→ Provided text:
The second event in the joint Dictionary of Canadian Biography (DCB) and Massey College Speakers Series will feature Gregory P. Marchildon in conversation with DCB General Editor David A. Wilson about one of the most influential leaders in Canadian history: Tommy Douglas.
In 1911 a six-year-old boy from a working-class family in Scotland arrived in Canada. Suffering from a bone infection and slated to have his leg amputated, he was spared when a doctor performed an expensive operation on him at no charge, as part of a clinical experiment. The young boy drew a lesson from the experience that he would never forget: medical care should be freely available to those in need, not sold as a commodity. Canadians got the message. In 2004 Tommy Douglas was voted “The Greatest Canadian” by CBC viewers, from among a list that included Terry Fox and Pierre Trudeau. Greg Marchildon, author of the DCB’s forthcoming biography of Douglas, tells his story.

→ About this exercise: Extend the announcement of the Tommy Douglas talk, picking up after its final sentence. The records that follow have no connection to this text.

→ Supplied entries:

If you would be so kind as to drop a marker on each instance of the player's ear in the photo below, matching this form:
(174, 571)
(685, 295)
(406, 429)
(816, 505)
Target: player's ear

→ Answer box:
Senior Fellow Greg Marchildon is the Ontario Research Chair in Health Policy and System Design at the Dalla Lana School of Public Health and Professor at the Munk School of Global Affairs and Public Policy, University of Toronto. The author of numerous journal articles and books on Canadian history, comparative public policy, public administration and federalism, he served as executive director of the federal Royal Commission on the Future of Health Care in Canada (the Romanow Commission), and was the Deputy Minister to the Premier and Cabinet Secretary in the Government of Saskatchewan during the 1990s.